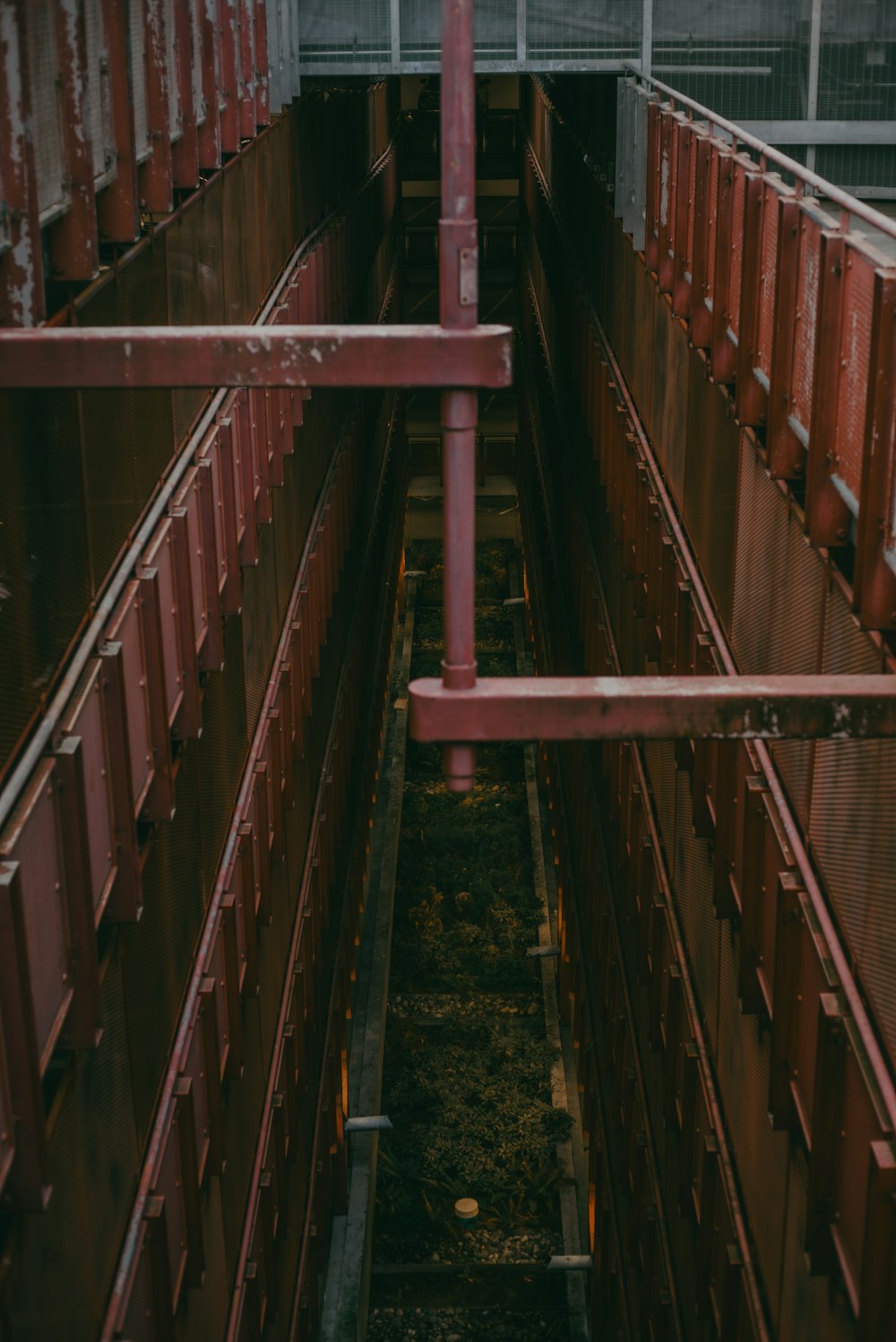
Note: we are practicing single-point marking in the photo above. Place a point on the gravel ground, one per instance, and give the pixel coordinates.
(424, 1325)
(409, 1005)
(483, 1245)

* * *

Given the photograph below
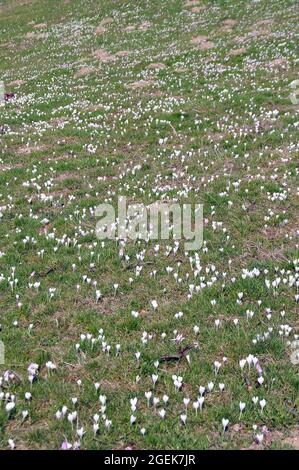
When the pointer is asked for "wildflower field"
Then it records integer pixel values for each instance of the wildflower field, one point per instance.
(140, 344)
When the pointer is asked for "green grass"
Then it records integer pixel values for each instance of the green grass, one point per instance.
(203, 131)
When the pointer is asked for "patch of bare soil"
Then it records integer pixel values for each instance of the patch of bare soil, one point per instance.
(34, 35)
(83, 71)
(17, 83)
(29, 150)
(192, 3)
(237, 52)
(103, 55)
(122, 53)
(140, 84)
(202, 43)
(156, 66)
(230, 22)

* * *

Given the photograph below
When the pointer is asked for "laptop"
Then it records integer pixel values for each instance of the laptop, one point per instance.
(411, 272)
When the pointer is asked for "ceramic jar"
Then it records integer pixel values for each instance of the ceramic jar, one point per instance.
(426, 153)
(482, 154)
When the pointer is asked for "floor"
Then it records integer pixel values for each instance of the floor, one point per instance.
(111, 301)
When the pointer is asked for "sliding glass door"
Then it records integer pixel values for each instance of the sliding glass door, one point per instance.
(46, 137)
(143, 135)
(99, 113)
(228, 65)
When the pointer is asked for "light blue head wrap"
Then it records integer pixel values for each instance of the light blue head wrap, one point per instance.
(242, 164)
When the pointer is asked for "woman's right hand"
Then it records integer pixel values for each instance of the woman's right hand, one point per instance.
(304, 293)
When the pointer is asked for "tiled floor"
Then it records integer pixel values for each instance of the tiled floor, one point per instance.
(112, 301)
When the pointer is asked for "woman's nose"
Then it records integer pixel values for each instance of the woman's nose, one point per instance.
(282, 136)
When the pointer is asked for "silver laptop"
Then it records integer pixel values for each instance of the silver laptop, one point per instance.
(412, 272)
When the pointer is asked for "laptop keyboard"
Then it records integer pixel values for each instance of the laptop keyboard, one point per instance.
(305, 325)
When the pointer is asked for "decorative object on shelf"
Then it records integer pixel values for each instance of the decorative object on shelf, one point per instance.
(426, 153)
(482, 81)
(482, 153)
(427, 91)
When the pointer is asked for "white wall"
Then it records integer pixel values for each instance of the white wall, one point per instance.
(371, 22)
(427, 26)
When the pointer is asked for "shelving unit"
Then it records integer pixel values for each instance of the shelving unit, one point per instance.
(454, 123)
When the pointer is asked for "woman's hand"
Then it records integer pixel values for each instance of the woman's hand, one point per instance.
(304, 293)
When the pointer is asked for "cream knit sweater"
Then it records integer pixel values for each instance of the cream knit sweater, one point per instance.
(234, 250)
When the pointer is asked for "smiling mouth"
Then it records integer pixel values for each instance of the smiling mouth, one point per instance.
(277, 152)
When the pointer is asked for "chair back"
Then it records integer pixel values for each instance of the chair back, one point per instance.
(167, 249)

*WHAT YOU WILL DO*. Write out the records word for word, beginning with the line that contains "Note: we are" and ending after the line that contains "(483, 1245)", with both of those lines included.

*TASK SOLUTION*.
Note: we are practicing single-point marking in the photo above. Place a point on the gravel ground, one per instance, and give the pixel coordinates.
(424, 1325)
(409, 1005)
(483, 1245)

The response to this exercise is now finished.